◆ THE PROBLEM
Reproduce the line that contains "Can you find the mushroom?" and every line after it through the end of the records, exactly, with nothing added.

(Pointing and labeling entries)
* BEGIN *

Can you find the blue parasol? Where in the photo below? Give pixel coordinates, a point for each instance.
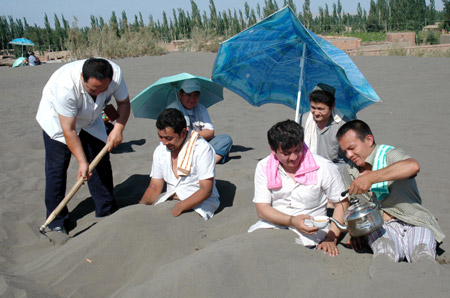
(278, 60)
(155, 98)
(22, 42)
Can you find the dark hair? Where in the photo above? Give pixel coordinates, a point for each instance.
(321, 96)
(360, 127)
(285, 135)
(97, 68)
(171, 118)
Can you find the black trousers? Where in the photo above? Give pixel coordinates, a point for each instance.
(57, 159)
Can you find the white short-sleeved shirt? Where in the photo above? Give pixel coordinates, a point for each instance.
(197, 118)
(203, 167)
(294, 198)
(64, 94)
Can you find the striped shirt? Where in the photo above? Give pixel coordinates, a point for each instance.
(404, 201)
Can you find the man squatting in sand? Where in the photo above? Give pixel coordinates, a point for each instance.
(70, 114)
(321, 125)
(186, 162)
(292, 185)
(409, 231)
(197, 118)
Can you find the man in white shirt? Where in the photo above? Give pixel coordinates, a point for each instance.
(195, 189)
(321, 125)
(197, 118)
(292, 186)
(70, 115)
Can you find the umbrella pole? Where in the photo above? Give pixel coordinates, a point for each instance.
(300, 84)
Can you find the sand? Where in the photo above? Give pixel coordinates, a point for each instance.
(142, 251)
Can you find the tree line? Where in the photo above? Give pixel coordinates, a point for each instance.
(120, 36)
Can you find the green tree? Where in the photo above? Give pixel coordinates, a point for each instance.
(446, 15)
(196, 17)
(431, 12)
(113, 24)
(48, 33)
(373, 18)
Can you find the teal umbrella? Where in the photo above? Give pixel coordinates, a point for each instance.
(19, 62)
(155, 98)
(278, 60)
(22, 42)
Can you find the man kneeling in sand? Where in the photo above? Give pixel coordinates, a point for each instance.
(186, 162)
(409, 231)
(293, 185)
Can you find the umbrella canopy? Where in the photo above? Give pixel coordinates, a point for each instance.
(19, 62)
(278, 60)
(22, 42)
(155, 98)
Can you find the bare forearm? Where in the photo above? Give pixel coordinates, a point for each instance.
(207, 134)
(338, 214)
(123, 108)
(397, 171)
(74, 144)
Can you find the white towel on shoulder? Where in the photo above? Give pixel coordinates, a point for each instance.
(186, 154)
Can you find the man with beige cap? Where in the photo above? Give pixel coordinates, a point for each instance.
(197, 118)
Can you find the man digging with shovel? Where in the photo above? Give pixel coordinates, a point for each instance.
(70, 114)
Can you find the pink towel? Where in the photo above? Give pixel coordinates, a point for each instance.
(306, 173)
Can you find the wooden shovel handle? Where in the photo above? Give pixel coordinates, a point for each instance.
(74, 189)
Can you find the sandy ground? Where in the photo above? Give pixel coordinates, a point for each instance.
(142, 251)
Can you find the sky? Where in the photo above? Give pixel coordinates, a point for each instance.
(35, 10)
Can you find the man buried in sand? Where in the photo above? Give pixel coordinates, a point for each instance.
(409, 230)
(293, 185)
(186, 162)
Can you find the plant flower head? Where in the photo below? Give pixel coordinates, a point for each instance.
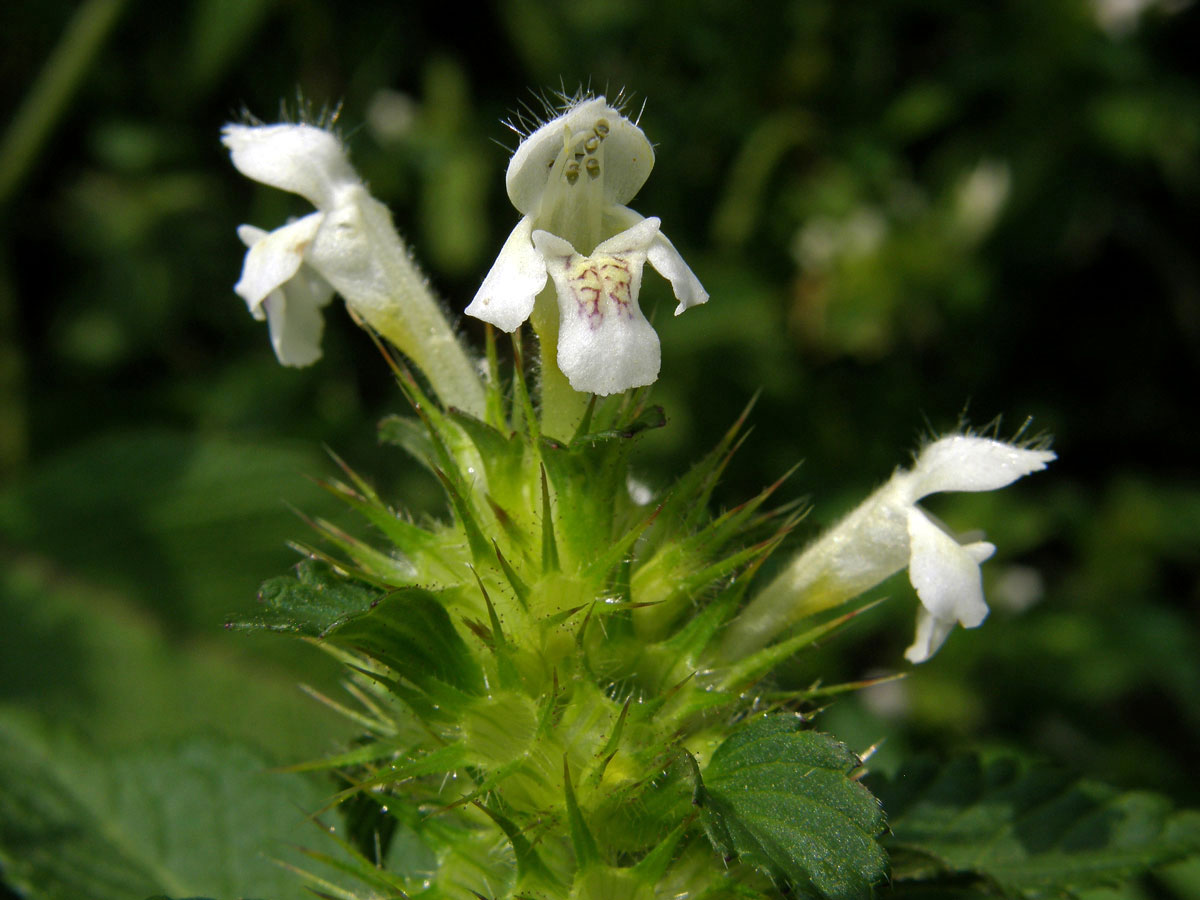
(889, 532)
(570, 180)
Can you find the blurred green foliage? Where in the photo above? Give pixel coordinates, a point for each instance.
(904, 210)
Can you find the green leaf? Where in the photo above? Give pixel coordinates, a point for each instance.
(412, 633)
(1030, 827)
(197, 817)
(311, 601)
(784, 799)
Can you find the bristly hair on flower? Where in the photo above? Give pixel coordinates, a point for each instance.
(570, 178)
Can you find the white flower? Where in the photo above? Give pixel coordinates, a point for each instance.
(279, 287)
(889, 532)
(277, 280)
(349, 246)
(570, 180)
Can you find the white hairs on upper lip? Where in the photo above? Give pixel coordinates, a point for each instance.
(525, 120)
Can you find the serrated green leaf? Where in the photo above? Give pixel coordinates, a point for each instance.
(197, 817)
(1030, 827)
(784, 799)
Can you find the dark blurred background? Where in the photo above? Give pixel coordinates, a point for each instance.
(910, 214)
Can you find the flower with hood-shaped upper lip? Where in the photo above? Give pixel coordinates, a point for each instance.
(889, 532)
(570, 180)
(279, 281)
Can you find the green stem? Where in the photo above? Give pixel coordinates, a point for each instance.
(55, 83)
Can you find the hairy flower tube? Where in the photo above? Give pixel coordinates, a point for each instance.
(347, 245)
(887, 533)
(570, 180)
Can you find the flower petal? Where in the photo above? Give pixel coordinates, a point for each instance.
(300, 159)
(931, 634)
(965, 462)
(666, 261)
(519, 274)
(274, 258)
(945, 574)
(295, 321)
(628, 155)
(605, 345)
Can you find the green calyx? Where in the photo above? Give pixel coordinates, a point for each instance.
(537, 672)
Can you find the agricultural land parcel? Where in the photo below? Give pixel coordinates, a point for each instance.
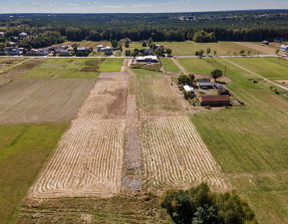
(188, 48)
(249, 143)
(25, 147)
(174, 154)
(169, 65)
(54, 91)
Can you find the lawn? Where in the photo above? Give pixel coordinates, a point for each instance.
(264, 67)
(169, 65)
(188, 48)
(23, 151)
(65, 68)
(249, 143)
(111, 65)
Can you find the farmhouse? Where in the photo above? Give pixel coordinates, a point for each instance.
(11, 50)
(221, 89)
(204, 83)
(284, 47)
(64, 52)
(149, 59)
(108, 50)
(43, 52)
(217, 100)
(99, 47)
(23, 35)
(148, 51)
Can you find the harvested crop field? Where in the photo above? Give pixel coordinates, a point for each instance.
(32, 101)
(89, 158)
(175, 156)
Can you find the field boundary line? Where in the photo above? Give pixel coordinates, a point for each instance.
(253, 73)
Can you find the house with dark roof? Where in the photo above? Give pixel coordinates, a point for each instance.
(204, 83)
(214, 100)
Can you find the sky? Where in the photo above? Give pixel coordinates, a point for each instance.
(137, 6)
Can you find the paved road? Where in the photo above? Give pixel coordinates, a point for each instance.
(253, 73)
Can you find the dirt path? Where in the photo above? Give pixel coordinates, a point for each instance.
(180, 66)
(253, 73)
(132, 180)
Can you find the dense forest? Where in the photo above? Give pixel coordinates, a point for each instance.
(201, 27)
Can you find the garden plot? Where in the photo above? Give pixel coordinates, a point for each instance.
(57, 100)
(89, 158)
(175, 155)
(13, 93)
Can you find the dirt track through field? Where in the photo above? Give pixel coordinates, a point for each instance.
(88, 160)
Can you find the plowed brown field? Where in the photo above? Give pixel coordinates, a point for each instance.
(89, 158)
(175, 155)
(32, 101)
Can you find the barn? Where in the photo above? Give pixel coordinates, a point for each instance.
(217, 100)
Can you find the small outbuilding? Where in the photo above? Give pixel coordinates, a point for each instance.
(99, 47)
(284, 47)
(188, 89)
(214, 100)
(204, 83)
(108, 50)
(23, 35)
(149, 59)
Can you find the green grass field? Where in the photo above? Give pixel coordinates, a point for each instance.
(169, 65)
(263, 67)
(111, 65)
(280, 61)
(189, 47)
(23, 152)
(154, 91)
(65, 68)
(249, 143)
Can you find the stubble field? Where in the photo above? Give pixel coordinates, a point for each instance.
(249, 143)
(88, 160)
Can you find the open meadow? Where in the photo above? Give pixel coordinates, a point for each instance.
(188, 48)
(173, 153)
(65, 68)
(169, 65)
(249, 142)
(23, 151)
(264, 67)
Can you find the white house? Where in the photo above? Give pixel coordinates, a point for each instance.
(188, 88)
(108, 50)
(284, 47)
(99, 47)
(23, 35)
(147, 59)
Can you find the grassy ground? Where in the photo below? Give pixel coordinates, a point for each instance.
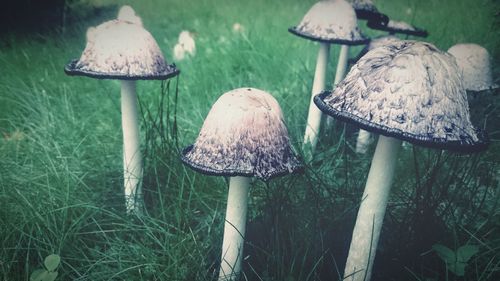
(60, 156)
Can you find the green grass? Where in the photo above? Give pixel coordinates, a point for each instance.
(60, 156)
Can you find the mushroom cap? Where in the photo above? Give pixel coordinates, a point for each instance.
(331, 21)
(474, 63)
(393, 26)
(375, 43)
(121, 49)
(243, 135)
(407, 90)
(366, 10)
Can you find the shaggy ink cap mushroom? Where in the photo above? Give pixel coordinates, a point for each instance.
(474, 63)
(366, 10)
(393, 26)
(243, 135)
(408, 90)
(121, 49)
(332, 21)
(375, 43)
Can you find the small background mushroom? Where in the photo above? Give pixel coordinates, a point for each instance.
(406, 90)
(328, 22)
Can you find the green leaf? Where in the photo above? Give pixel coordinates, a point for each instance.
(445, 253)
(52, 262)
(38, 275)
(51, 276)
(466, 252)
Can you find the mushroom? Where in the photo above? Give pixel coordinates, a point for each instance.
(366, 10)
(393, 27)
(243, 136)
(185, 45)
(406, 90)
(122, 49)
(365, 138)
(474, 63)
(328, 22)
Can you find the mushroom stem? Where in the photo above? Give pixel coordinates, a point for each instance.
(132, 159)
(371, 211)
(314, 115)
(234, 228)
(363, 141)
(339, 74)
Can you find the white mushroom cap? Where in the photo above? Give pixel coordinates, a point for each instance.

* END *

◆ THE RESPONSE
Can you find the mushroom? Where in the photo above? Give pixel coordinates, a point for each instance.
(366, 10)
(393, 27)
(243, 136)
(185, 45)
(406, 90)
(122, 49)
(365, 138)
(474, 63)
(328, 22)
Can you find the mushroom stem? Where in the photo above? Give pixel coordinates, a point for each instance.
(132, 159)
(371, 211)
(314, 115)
(234, 228)
(363, 141)
(339, 74)
Can you find the white mushroom cap? Where in the photo above? Give pixel coordinates, a point for each instance.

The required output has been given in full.